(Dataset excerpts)
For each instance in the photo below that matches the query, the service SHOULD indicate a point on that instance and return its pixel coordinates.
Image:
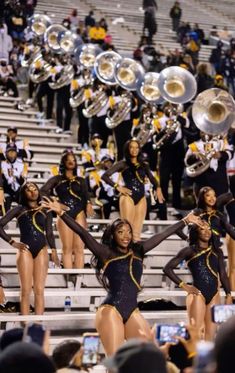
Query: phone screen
(222, 312)
(34, 333)
(168, 332)
(90, 349)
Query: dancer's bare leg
(39, 279)
(110, 327)
(137, 327)
(24, 262)
(78, 245)
(140, 213)
(66, 236)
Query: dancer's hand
(52, 205)
(20, 246)
(89, 210)
(190, 289)
(123, 190)
(193, 219)
(55, 258)
(159, 196)
(228, 299)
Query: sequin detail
(124, 275)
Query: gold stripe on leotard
(199, 254)
(130, 265)
(113, 259)
(131, 274)
(208, 264)
(35, 223)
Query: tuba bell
(149, 92)
(128, 74)
(177, 85)
(39, 70)
(213, 113)
(38, 24)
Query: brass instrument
(105, 67)
(39, 70)
(95, 104)
(213, 113)
(177, 85)
(117, 115)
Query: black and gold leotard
(219, 225)
(123, 271)
(207, 268)
(35, 228)
(71, 192)
(133, 177)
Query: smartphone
(34, 333)
(168, 332)
(91, 343)
(222, 312)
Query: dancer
(72, 192)
(132, 202)
(206, 264)
(32, 257)
(119, 263)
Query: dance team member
(206, 264)
(132, 201)
(35, 226)
(72, 192)
(118, 261)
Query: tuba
(149, 92)
(97, 102)
(177, 86)
(39, 70)
(213, 113)
(128, 74)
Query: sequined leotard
(207, 268)
(123, 271)
(219, 226)
(133, 177)
(35, 228)
(71, 192)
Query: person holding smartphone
(32, 258)
(206, 264)
(118, 261)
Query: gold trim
(114, 259)
(208, 264)
(131, 274)
(35, 224)
(110, 306)
(199, 254)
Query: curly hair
(23, 200)
(62, 167)
(201, 204)
(108, 239)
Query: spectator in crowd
(150, 4)
(25, 357)
(216, 58)
(90, 20)
(5, 42)
(7, 78)
(175, 15)
(204, 79)
(17, 23)
(97, 34)
(149, 24)
(103, 23)
(64, 352)
(74, 20)
(137, 356)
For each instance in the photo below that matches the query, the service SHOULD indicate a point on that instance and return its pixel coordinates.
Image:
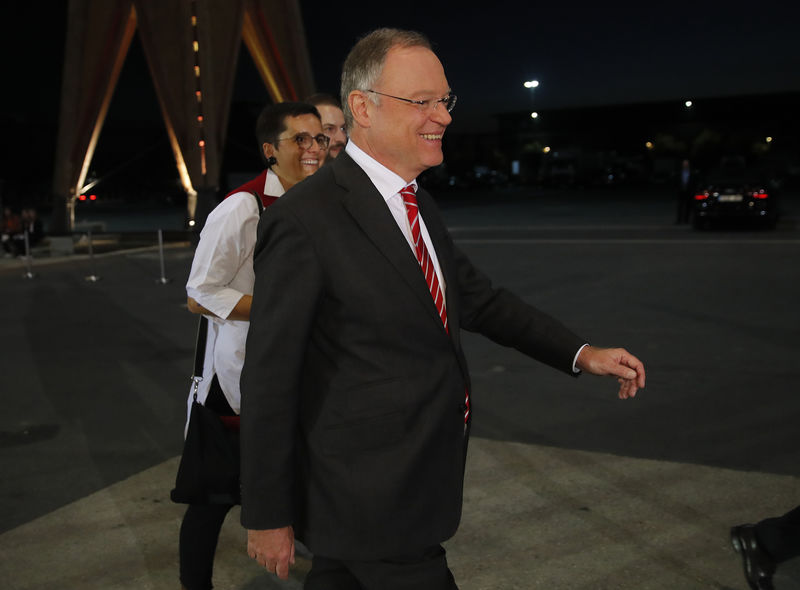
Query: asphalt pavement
(567, 487)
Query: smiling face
(294, 163)
(402, 136)
(333, 127)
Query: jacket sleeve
(288, 281)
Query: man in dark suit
(355, 390)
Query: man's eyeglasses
(448, 101)
(332, 129)
(304, 140)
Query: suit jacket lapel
(444, 253)
(368, 208)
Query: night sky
(582, 53)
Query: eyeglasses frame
(297, 138)
(421, 103)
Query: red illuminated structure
(191, 48)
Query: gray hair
(364, 63)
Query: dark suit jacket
(352, 390)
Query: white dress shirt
(389, 186)
(222, 273)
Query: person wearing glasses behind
(356, 399)
(220, 285)
(332, 122)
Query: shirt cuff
(575, 369)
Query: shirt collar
(387, 182)
(273, 186)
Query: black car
(735, 193)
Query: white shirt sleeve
(218, 280)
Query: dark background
(587, 56)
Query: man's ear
(359, 106)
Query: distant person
(220, 286)
(332, 122)
(11, 227)
(765, 545)
(356, 405)
(686, 187)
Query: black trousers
(780, 536)
(202, 522)
(426, 570)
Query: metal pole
(92, 278)
(163, 280)
(29, 272)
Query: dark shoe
(758, 566)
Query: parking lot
(567, 486)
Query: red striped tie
(425, 262)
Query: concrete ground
(566, 488)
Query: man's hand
(273, 549)
(617, 362)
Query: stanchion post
(92, 278)
(29, 274)
(163, 280)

What to work on
Your job is to repeat the data exactly, leaving each picture out.

Finished exercise
For each instance in the photo below that matches the query, the service SHOULD indicate a point on that instance and return its pixel coordinates.
Image:
Query: phone screen
(222, 312)
(34, 333)
(168, 332)
(90, 349)
Query: dancer's bare leg
(39, 279)
(110, 327)
(137, 327)
(24, 262)
(78, 245)
(140, 213)
(66, 236)
Query: dancer's hand
(52, 205)
(20, 246)
(89, 210)
(190, 289)
(123, 190)
(193, 219)
(55, 258)
(159, 196)
(228, 299)
Query: sequin detail
(124, 275)
Query: gold stripe on leotard
(199, 254)
(130, 265)
(113, 259)
(131, 274)
(208, 264)
(35, 223)
Query: tuba bell
(149, 92)
(128, 74)
(177, 85)
(39, 70)
(213, 113)
(38, 24)
Query: brass instrument
(105, 67)
(39, 70)
(95, 104)
(213, 113)
(177, 85)
(117, 115)
Query: black and gold leotard
(219, 225)
(123, 271)
(207, 268)
(35, 228)
(71, 192)
(133, 177)
Query: smartphone
(34, 333)
(168, 332)
(91, 343)
(222, 312)
Query: dancer
(72, 192)
(132, 202)
(206, 264)
(32, 257)
(119, 263)
Query: dance team member
(206, 264)
(132, 201)
(35, 226)
(72, 192)
(118, 261)
Query: tuba
(149, 92)
(97, 102)
(177, 86)
(39, 70)
(213, 113)
(128, 74)
Query: sequined leotard
(207, 268)
(123, 271)
(219, 226)
(133, 177)
(35, 228)
(71, 192)
Query: person holding smartphone
(32, 258)
(206, 264)
(118, 261)
Query: gold trim
(114, 259)
(208, 264)
(131, 274)
(35, 224)
(110, 306)
(199, 254)
Query: curly hair
(23, 200)
(62, 167)
(201, 204)
(108, 239)
Query: spectator in crowd
(150, 4)
(25, 357)
(216, 58)
(90, 20)
(5, 42)
(7, 78)
(175, 15)
(204, 79)
(17, 23)
(97, 34)
(149, 24)
(103, 23)
(64, 352)
(74, 20)
(137, 356)
For each instance in the photo below that matches the query, the service SHOULD indicate a point on that instance and return its pixel coordinates.
Image:
Query: asphalt pavement
(567, 487)
Query: smiling face
(294, 163)
(402, 136)
(333, 127)
Query: jacket sleeve
(288, 281)
Query: man in dark suit
(355, 390)
Query: man's eyeglasses
(448, 101)
(332, 129)
(304, 140)
Query: suit jacket lapel
(444, 253)
(368, 208)
Query: night sky
(582, 53)
Query: eyeglasses frame
(297, 138)
(421, 103)
Query: red illuminated structure
(191, 48)
Query: gray hair
(364, 63)
Query: dark suit jacket
(352, 390)
Query: white dress shirt
(389, 186)
(222, 273)
Query: person wearing glasses behind
(356, 399)
(220, 285)
(332, 122)
Query: shirt cuff
(575, 369)
Query: shirt collar
(387, 182)
(273, 186)
Query: black car
(735, 193)
Query: white shirt sleeve
(218, 280)
Query: dark background
(587, 56)
Query: man's ear
(359, 106)
Query: distant person
(220, 286)
(332, 122)
(11, 227)
(765, 545)
(356, 405)
(686, 187)
Query: black trousers
(780, 536)
(202, 522)
(426, 570)
Query: metal pole
(92, 278)
(163, 280)
(29, 272)
Query: dark shoe
(758, 566)
Query: parking lot
(567, 486)
Query: red striped tie
(425, 262)
Query: concrete ground
(566, 488)
Query: man's hand
(273, 549)
(617, 362)
Query: stanchion post
(92, 278)
(29, 274)
(163, 280)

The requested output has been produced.